• _Exercise_: Copy out the data below, changing every "bounding box" to "rectangle" and keeping everything else the same.

• _Records provided_:
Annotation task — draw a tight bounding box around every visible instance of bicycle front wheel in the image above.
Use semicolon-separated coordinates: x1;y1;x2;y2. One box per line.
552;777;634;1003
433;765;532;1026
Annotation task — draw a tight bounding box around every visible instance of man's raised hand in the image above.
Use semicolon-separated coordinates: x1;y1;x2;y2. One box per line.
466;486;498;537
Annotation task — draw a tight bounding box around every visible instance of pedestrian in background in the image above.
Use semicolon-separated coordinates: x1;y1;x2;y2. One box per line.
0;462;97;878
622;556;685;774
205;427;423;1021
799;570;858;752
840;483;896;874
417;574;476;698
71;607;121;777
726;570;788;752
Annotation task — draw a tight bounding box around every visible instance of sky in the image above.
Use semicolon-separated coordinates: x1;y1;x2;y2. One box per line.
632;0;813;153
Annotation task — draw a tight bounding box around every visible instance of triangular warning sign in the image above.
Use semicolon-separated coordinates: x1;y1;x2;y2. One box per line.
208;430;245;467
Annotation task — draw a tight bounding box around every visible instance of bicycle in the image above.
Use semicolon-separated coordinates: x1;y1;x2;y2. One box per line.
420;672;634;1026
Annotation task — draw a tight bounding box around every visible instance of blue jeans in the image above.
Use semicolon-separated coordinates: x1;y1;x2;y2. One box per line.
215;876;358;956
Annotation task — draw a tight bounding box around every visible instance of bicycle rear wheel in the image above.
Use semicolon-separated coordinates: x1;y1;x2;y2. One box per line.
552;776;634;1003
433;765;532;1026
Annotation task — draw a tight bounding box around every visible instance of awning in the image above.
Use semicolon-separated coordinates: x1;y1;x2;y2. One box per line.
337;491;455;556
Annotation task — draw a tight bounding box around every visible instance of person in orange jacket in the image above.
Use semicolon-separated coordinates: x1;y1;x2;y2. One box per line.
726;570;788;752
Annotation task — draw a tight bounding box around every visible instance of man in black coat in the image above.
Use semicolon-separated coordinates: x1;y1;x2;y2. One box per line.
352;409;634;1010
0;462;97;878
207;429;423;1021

• _Complete answer_:
Annotation task — draw a tight rectangle around every visible instance of bicycle front wheel in the image above.
Use semicolon-separated coordinates: x1;y1;x2;y2. One box per line.
552;777;634;1003
433;765;532;1026
Annotation task — draw a tight rectangle around every visible instance of man's raised hand in the image above.
Use semicolon-separated coordinates: x1;y1;x2;y2. One box per line.
466;486;498;537
Annotation task — draw a tight rectangle around every visible instance of pedestrian in background in the image above.
Use semicolon-separated coordinates: x1;y1;x2;y2. One box per line.
0;462;97;878
622;556;685;774
205;427;423;1021
799;570;858;752
840;483;896;874
417;574;476;698
71;607;121;777
726;570;788;752
Annotation task — draw a tight rectangle around every visible instance of sky in the image above.
Use semicolon-separated coordinates: x1;y1;x2;y2. One box per line.
632;0;813;153
Annotation task — draw a tight rectangle around every visible instance of triangular warning sign in the image above.
Use semicolon-separated coordinates: x1;y1;x2;y2. One box per line.
208;430;245;467
Annotation task — draw a tight rectangle around every visible instance of bicycle in the image above.
Use semicolon-separated coordinates: x1;y1;x2;y2. One box per line.
420;672;634;1026
Annotation task — draw a tight rectangle around every visible instance of blue jeans in the image above.
Use semicolon-separated coordinates: x1;y1;x2;y2. One box per line.
215;876;358;956
Annotation task — draw a tight rectangle around every visible instance of bicycle rear wheel in the image above.
Use semicolon-separated coordinates: x1;y1;x2;y2. One box per line.
552;776;634;1003
433;765;532;1026
Annotation task — draw a tight rectangle around every visible instance of awning in the image above.
Use semicolon-separated coordinates: x1;y1;x2;y2. One box per line.
337;491;455;556
Annotation task — draw a tight rectangle around every visible instance of person in orange jacket in the image above.
Use semicolon-separated coordinates: x1;y1;x2;y2. One box per line.
726;570;788;752
Annotation task — draw a tight rectangle around every visible instance of man in black coat in the image above.
Use semicolon-separated coordinates: x1;y1;x2;y2. One box per line.
352;409;634;1010
0;462;97;878
207;429;423;1021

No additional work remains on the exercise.